▸ To do: Those lines of the data that hold the word "below" are to be copied out.

═════ Data for processing ═════

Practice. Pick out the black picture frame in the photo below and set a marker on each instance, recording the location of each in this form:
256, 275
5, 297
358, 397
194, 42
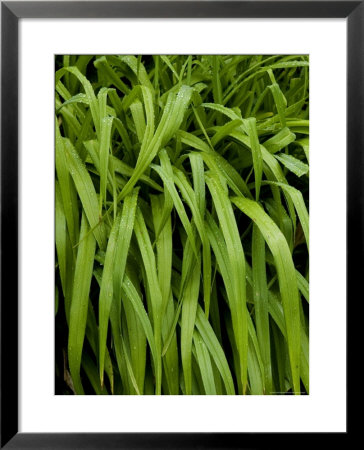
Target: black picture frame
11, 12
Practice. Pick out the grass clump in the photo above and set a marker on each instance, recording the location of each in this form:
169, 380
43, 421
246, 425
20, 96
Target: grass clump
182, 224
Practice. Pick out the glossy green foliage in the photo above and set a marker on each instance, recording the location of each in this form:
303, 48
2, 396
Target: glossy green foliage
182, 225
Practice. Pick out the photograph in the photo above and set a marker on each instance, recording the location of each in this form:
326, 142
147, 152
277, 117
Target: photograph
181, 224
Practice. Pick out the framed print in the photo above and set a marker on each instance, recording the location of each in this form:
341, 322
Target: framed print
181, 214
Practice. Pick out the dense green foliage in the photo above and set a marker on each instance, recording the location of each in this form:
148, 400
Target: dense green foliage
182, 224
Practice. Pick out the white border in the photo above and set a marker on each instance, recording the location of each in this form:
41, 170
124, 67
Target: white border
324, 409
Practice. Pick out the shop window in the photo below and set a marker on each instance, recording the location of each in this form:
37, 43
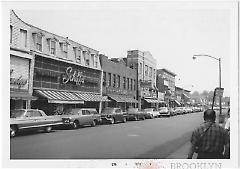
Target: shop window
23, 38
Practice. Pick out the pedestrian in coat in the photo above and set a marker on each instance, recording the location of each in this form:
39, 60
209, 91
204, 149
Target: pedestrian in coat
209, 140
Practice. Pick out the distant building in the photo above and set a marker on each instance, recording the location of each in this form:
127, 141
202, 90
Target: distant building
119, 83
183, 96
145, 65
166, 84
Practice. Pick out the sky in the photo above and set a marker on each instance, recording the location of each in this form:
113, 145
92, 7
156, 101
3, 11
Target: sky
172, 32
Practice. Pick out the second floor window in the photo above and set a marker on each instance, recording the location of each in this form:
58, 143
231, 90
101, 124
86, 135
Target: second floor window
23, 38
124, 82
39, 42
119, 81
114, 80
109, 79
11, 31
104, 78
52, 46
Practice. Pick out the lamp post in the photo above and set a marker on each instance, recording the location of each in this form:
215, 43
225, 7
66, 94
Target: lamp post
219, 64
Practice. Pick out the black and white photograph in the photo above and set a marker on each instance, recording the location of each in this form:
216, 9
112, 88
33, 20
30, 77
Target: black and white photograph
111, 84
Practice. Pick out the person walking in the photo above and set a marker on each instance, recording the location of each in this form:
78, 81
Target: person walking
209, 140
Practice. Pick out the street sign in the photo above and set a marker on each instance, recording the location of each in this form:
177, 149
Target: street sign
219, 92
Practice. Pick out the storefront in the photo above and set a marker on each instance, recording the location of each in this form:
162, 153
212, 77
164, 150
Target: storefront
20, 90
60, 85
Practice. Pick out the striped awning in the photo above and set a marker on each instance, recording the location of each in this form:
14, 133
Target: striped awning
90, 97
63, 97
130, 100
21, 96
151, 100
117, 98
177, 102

═════
═════ Data for processing ═════

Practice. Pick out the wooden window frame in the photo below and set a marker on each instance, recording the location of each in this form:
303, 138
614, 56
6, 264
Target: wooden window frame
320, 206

═════

▸ Finished task:
Practice. Pick out the black picture frame in the photo below and set a marker on each instance, recording the location of each in this form:
Practice. Pick out the shop window in the photo below and set a marker on each instance, recording the location of each in this form:
Practice. Pick out the wooden window frame in the photo below and set a marker on each instance, recording the location of each in this form:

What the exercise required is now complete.